Point-per-instance localization data:
————————
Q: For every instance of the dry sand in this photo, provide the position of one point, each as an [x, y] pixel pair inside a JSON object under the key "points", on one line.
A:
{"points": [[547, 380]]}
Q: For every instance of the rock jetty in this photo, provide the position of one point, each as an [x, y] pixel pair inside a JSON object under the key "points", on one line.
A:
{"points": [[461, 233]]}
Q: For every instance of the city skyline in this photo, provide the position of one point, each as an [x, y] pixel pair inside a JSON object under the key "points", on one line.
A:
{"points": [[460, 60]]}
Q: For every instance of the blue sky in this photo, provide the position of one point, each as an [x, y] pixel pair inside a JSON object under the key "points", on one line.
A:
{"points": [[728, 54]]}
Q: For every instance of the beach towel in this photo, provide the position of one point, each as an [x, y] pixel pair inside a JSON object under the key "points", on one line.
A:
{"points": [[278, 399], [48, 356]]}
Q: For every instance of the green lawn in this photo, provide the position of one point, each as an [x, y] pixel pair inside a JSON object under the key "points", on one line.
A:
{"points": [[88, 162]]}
————————
▶ [GOAL OF THE EXERCISE]
For each entry above, please make an exact copy.

▶ [FINISHED EXERCISE]
Q: For every instance of the dry sand in this photo, provide the position of one point, each as an [x, y] pixel pair inside a JSON object under the key "points", on one line.
A:
{"points": [[547, 380]]}
Q: For every instance of the rock jetty in this photo, provide the position of one point, each as an [x, y] pixel pair inside a JSON object under the key "points", on one line.
A:
{"points": [[461, 233]]}
Q: For every instance of the city skyline in this photo, provide the position of one point, each as an [x, y] pixel pair inside a JSON object under the key "points", on one line.
A:
{"points": [[460, 60]]}
Q: For every instance of the blue sky in this photo, provide the position of one point, each as an [x, y] pixel pair inside a JSON object under the key "points", on one line.
A:
{"points": [[728, 54]]}
Q: For every instance of the beach towel in this photo, provide the position of one point, each as an [x, y] pixel pair inside a JSON object under the key "points", on one line.
A:
{"points": [[278, 399], [48, 356]]}
Q: For every instance of the green lawn in this photo, provide the position of one point, each as an [x, y] pixel pair inside a JSON object under the key "points", on one line.
A:
{"points": [[88, 162]]}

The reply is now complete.